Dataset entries
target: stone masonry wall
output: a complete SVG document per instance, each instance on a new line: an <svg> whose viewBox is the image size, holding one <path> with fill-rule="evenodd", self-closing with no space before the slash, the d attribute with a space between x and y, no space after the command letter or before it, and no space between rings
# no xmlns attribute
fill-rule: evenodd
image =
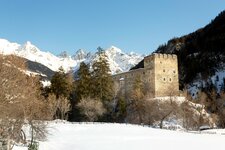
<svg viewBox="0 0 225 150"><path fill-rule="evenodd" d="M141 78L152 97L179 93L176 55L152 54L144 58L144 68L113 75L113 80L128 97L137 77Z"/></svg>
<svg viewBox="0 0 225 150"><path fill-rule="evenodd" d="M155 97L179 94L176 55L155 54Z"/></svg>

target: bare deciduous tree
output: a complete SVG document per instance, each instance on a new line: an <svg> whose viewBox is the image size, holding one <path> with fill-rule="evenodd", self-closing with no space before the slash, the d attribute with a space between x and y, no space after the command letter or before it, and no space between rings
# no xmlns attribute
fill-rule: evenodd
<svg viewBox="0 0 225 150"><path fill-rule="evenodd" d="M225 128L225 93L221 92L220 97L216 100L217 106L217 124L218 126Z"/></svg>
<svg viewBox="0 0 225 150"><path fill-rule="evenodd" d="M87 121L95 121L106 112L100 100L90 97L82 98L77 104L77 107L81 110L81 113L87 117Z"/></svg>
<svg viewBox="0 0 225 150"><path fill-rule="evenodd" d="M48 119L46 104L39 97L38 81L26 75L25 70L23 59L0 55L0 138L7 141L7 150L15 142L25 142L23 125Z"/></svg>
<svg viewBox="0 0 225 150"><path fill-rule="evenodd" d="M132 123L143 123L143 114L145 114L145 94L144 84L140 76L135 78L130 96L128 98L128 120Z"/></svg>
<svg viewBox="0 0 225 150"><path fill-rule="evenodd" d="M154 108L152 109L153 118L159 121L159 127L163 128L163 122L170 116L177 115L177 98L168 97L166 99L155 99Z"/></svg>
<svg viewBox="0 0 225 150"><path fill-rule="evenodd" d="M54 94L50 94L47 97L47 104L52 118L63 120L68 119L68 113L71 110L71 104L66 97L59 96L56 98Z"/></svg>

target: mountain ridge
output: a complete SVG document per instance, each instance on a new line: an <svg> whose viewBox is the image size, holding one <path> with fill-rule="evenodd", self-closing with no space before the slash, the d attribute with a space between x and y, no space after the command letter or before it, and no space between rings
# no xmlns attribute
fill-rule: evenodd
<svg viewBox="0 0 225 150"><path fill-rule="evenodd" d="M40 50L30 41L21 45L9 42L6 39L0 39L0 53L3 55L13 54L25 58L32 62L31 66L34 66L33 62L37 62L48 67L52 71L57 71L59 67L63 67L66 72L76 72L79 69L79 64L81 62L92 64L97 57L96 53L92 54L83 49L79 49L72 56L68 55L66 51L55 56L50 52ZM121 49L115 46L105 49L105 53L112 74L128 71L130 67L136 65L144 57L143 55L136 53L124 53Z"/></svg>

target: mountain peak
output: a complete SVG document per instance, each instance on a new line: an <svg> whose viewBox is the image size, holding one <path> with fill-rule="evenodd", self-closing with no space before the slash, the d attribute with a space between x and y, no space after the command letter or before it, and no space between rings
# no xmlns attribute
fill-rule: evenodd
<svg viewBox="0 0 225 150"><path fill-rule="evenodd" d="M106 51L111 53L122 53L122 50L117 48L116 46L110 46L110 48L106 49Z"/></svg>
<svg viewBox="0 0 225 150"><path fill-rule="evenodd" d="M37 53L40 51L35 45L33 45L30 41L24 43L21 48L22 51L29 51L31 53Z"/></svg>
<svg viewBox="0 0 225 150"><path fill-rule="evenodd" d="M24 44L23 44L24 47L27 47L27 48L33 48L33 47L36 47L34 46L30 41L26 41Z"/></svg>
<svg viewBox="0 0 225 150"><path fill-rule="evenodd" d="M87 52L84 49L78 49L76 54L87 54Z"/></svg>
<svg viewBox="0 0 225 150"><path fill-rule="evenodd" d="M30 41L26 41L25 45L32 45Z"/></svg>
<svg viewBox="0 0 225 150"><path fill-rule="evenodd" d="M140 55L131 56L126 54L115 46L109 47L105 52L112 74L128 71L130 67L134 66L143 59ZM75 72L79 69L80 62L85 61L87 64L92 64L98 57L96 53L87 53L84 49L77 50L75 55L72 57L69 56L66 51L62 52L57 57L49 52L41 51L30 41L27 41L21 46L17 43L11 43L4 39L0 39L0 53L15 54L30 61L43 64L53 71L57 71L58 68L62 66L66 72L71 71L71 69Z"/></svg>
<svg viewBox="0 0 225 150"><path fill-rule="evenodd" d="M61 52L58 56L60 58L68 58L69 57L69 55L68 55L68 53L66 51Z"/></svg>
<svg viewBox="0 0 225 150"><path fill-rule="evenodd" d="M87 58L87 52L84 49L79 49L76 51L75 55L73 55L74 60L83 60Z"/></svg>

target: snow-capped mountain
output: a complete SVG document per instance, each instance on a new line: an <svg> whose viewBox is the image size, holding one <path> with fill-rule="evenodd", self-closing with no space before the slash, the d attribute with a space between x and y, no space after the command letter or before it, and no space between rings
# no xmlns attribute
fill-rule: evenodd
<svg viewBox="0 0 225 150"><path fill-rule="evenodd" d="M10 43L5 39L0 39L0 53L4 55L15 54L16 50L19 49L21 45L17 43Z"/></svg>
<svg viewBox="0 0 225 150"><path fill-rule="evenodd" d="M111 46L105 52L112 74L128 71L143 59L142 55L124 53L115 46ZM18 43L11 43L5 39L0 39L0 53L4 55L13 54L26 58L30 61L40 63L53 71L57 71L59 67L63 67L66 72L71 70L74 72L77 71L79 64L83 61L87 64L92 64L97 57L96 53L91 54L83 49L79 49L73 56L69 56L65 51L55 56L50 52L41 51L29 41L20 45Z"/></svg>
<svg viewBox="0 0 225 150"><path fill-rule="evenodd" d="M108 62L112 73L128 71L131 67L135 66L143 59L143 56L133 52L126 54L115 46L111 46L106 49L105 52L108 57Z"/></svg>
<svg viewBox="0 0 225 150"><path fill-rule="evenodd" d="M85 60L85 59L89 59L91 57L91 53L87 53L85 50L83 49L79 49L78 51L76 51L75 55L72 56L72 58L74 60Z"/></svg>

## [WHAT TO DO]
Reproduce each line of the entries in which the word "target" is found.

## [RESPONSE]
target: stone masonry wall
target: bare deciduous tree
target: mountain ridge
target: mountain peak
target: snow-capped mountain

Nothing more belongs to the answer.